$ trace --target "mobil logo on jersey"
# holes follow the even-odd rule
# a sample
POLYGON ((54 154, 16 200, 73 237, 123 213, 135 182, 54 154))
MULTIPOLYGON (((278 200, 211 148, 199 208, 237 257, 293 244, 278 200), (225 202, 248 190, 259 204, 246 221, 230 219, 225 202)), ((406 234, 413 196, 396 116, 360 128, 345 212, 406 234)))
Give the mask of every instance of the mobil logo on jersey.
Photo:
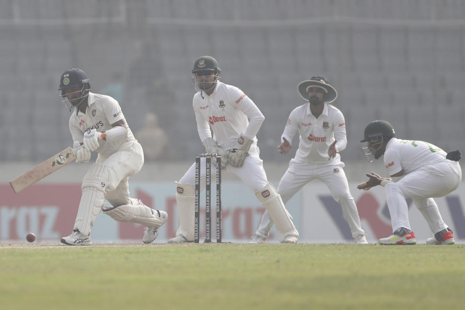
POLYGON ((215 123, 217 123, 218 122, 226 122, 226 116, 209 116, 208 117, 208 123, 210 123, 211 125, 213 125, 215 123))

> _Tujuan_
Tukar "jersey" dengan "shirt" di semua item di atas, lalu tolong tulis ulang barisnya tanpa perubahan lain dan tanpa menyertakan gambar.

> _Jawaban di bawah_
$ trace --target "mobil logo on shirt"
# holes follow the even-odd rule
# a sample
POLYGON ((54 154, 16 200, 73 237, 123 213, 135 182, 54 154))
MULTIPOLYGON (((278 200, 211 148, 199 208, 237 257, 293 244, 278 200), (225 202, 248 190, 259 204, 246 221, 230 219, 225 202)), ((406 234, 413 196, 396 116, 360 128, 345 212, 406 234)))
Give the mask of every instance of the mobil logo on shirt.
Photo:
POLYGON ((215 123, 217 123, 218 122, 226 122, 226 116, 209 116, 208 117, 208 123, 210 123, 211 125, 213 125, 215 123))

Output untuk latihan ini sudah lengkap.